[Extracted material]:
※ ※ ※

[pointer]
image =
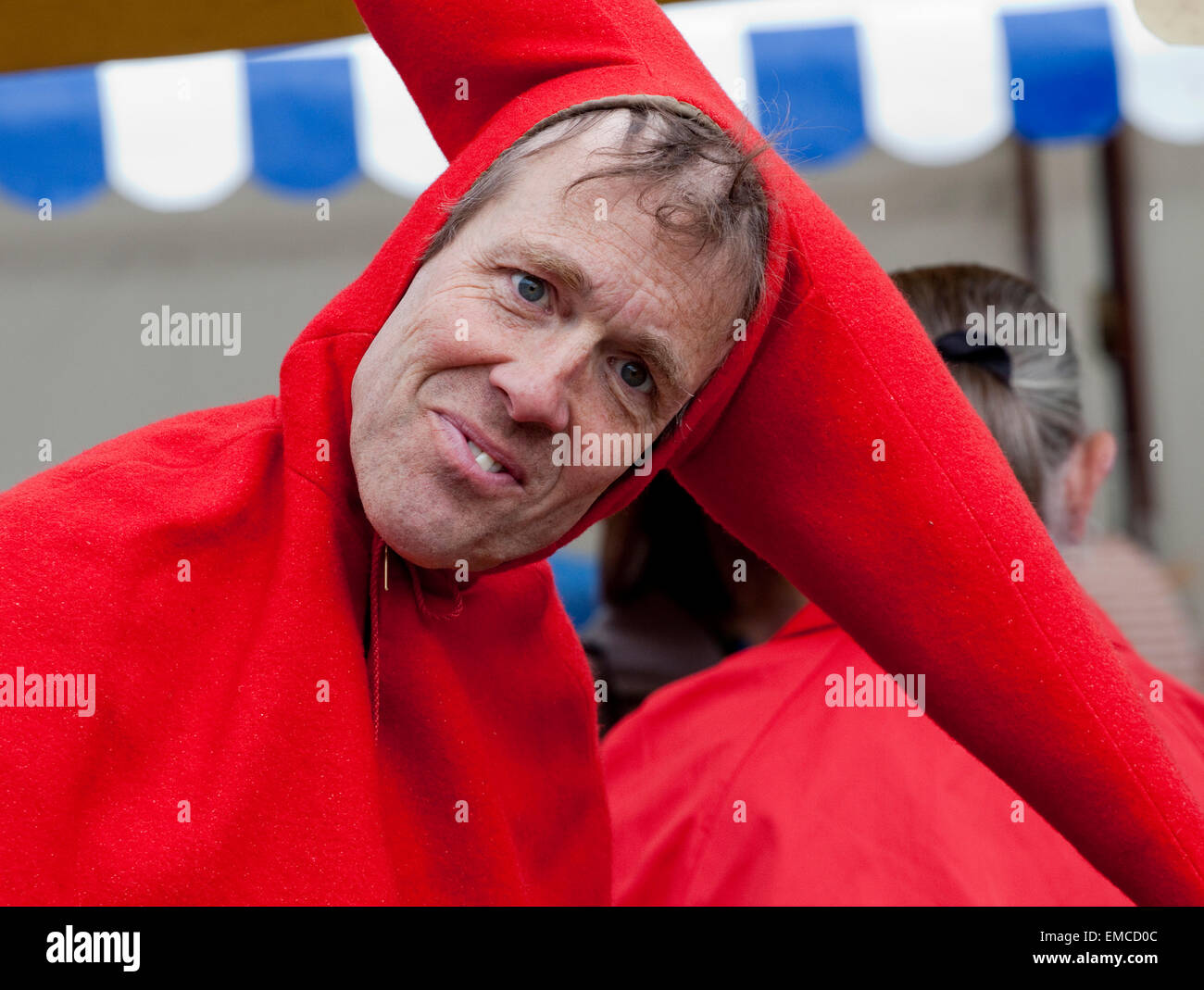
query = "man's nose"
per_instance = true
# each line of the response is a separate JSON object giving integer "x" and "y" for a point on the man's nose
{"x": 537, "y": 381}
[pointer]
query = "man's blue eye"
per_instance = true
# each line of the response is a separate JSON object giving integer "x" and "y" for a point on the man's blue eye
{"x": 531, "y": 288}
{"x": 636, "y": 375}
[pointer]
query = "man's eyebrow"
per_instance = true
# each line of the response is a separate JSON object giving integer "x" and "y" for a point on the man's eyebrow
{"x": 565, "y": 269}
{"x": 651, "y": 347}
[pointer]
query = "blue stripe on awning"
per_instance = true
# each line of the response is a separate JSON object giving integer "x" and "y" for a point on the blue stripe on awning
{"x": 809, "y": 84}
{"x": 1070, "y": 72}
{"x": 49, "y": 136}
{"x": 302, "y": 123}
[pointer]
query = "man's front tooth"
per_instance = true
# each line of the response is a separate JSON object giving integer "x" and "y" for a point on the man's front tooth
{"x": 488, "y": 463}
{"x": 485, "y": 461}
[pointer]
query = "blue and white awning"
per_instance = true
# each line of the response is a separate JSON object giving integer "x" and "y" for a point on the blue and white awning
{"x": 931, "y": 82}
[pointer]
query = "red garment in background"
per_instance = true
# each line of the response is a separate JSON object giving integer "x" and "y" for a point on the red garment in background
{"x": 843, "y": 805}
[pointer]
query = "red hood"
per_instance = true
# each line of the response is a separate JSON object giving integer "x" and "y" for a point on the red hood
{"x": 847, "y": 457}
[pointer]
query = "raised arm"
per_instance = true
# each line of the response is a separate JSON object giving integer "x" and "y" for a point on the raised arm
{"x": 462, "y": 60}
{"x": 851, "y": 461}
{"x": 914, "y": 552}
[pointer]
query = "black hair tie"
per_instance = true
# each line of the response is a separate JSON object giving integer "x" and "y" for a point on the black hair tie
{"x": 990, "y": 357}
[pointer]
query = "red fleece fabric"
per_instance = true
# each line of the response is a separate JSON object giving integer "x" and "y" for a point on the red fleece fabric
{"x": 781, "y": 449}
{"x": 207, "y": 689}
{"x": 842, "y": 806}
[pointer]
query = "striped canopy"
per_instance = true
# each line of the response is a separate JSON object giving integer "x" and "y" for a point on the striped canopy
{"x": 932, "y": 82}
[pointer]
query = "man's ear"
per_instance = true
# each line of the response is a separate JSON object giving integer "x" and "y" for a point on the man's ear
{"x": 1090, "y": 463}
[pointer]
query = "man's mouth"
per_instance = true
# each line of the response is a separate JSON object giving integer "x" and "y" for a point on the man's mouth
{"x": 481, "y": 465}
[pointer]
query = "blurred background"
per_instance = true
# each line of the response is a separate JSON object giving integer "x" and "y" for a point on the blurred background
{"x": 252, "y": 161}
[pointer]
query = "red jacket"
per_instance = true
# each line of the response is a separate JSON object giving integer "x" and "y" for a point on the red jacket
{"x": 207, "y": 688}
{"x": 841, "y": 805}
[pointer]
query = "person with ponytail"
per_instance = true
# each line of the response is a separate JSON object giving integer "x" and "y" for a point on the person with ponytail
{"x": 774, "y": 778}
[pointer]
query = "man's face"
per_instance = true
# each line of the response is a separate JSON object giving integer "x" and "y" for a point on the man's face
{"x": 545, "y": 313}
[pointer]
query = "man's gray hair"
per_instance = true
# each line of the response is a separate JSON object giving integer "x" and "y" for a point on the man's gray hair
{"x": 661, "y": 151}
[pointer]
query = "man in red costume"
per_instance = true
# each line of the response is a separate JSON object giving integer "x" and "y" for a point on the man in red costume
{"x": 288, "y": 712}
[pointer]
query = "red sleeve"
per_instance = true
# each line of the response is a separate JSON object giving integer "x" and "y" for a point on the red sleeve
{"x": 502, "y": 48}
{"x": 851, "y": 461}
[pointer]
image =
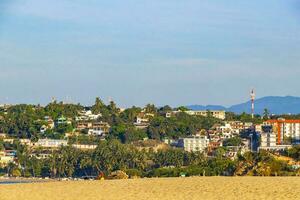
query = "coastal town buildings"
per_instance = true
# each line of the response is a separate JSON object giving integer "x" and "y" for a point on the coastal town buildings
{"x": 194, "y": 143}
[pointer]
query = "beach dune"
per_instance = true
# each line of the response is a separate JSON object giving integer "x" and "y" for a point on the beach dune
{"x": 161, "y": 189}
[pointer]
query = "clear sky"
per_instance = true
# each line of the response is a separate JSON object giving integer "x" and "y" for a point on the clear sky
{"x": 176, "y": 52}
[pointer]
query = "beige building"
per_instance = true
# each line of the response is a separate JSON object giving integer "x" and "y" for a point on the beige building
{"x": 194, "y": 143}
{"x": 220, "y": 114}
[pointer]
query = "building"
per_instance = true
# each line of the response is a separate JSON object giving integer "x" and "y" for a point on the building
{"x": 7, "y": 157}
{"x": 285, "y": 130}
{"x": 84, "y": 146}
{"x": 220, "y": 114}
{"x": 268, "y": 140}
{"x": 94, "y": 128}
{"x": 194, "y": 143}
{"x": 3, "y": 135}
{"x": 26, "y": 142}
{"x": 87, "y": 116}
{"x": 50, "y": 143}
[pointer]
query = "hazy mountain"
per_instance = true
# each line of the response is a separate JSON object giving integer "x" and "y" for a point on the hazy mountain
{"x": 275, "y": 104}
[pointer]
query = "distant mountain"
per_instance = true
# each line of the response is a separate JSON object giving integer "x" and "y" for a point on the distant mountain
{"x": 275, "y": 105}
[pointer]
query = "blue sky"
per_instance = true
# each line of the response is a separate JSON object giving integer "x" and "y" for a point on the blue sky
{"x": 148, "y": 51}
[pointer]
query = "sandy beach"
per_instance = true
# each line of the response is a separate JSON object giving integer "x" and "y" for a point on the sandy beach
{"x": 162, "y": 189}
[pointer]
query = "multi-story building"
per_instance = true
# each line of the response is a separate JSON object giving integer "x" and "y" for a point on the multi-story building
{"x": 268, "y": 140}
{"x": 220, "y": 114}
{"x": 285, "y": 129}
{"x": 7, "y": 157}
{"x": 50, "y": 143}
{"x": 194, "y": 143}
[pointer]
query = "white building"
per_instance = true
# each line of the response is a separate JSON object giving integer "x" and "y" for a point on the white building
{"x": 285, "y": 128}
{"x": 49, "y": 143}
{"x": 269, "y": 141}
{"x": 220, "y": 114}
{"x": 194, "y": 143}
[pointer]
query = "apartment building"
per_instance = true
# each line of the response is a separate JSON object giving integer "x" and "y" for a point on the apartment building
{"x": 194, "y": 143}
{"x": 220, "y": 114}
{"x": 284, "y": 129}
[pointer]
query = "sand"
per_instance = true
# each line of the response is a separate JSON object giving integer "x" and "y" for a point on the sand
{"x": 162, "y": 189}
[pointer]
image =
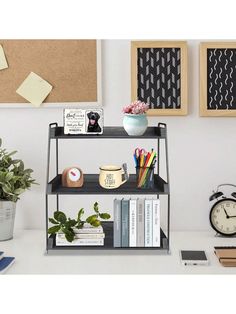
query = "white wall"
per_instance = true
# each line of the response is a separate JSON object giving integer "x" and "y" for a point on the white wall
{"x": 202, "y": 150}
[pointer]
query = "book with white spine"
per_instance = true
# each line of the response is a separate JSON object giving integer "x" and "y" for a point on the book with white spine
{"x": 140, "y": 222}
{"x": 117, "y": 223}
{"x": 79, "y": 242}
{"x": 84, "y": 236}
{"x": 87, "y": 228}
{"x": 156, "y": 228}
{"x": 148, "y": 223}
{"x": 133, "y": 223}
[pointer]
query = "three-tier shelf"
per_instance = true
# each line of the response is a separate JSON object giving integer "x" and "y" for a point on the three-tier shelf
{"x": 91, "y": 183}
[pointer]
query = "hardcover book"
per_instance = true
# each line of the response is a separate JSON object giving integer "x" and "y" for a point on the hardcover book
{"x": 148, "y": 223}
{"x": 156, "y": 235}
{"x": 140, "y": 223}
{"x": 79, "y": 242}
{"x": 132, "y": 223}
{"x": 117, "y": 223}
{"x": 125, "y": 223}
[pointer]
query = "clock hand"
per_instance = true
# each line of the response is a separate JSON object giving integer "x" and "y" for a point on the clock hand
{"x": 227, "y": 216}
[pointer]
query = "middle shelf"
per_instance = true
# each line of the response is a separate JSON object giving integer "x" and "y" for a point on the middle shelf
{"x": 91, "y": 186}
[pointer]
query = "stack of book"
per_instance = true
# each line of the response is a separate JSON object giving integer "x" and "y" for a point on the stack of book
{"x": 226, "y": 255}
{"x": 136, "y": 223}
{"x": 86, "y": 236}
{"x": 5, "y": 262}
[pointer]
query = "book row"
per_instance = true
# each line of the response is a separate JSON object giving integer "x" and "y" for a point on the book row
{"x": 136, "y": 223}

※ ※ ※

[Work item]: From the line containing "the stack of book" down to the last line of the data, transcribe every line exactly; nothing else should appear.

[Solution to the problem]:
# each line of the response is a separate JSON object giving integer "x" and "y" for a point on the stack of book
{"x": 226, "y": 255}
{"x": 136, "y": 223}
{"x": 86, "y": 236}
{"x": 5, "y": 262}
[pointer]
query = "book row"
per_instance = true
# each line of the response is a separate JSON object giving integer "x" and "y" for a point on the book row
{"x": 136, "y": 223}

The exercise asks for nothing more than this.